── Text provided ──

The Angolano and his Dona are some of our favorite people in Zobue.  Their stories are fascinating, and they're such wonderful company.  We make sure to visit often, but only when we have ample time to sit and talk (and listen).

The Angolano and his wife

Our conversations are usually circular and repetitive, but always entertaining. Today, I sat down with the family for an hour while Dan was away.  The couple greeted me with their usual enthusiasm, and launched into a giddy and one-sided exchange.

For the sake of amusement and clarification, here is a sample of our conversation:

The Dona:  Ahh!  (Claps hands)  It's you!  My friend!
The Angolano:  Ehh.  Who's that?  Is that my grand-daughter?
Me:  Good afternoon, Dona.  Good afternoon, Senhor.  
The Angolano:  Ehh.  Come over here and say hello.
The Dona:  I told you that they didn't leave for good.  I told you so.  
The Angolano:  Don't you kids go away with out saying goodbye to us.  
The Dona:  They won't go away without saying goodbye!
The Angolano:  I didn't say that they would!  I was just telling them!
The Dona:  Well, they won't.
The Angolano:  I'm just making sure. (To me)  Don't you go away without saying goodbye.
The Dona:  She heard you the first time.
Me:  We won't.  We promise.  
The Dona:  See that?  She promised.  She's a good girl.  
Me:  Thank you.
The Dona:  What are you doing these days?  You look so fat and happy!  Do you have a baby in that belly?
Me:  No... 
The Dona:  You are going to have so many little babies!  I can just feel it.  
Me:  Oh.  Thanks...
The Dona:  You have to come back and visit when you have your babies.  
Me:  Okay.
The Dona:  When you come back, we'll cut our yard in half and give the second half to you.  
Me:  Oh.  That's a very nice offer...
The Dona:  And you will open up a preschool and care for the orphaned children.  
Me:  Oh.  Okay...
The Dona:  Aiiii!  The poverty, the poverty.  Problems with money.  
Me:  Yes...
The Dona:  Thieves.  Thieves and robbers.  Do you know what they did?
Me:  No, what?
The Dona:  They entered my yard and murdered my poor dog.  Beat her to death with a stick.  Sold all of her parts to make medicines for the witch doctors and nguli-ngulis.

───
── Given entries ──

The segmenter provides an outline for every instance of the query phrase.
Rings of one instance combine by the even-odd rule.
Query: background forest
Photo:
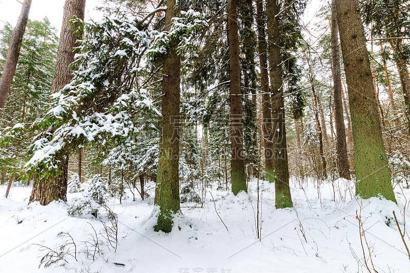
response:
[[[101,2],[0,30],[0,259],[64,215],[28,266],[410,269],[410,2]]]

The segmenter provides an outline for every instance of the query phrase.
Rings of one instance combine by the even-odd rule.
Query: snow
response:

───

> Exercises:
a – Please list every speaker label used in the sample conversation in the text about the Angolano and his Dona.
b – Return the part of the text about the Angolano and his Dona that opens with the words containing "Me:  We won't." and closes with "Me:  Oh.  Okay...".

> Task-by-task answers:
a – The Dona, The Angolano, Me

b –
Me:  We won't.  We promise.  
The Dona:  See that?  She promised.  She's a good girl.  
Me:  Thank you.
The Dona:  What are you doing these days?  You look so fat and happy!  Do you have a baby in that belly?
Me:  No... 
The Dona:  You are going to have so many little babies!  I can just feel it.  
Me:  Oh.  Thanks...
The Dona:  You have to come back and visit when you have your babies.  
Me:  Okay.
The Dona:  When you come back, we'll cut our yard in half and give the second half to you.  
Me:  Oh.  That's a very nice offer...
The Dona:  And you will open up a preschool and care for the orphaned children.  
Me:  Oh.  Okay...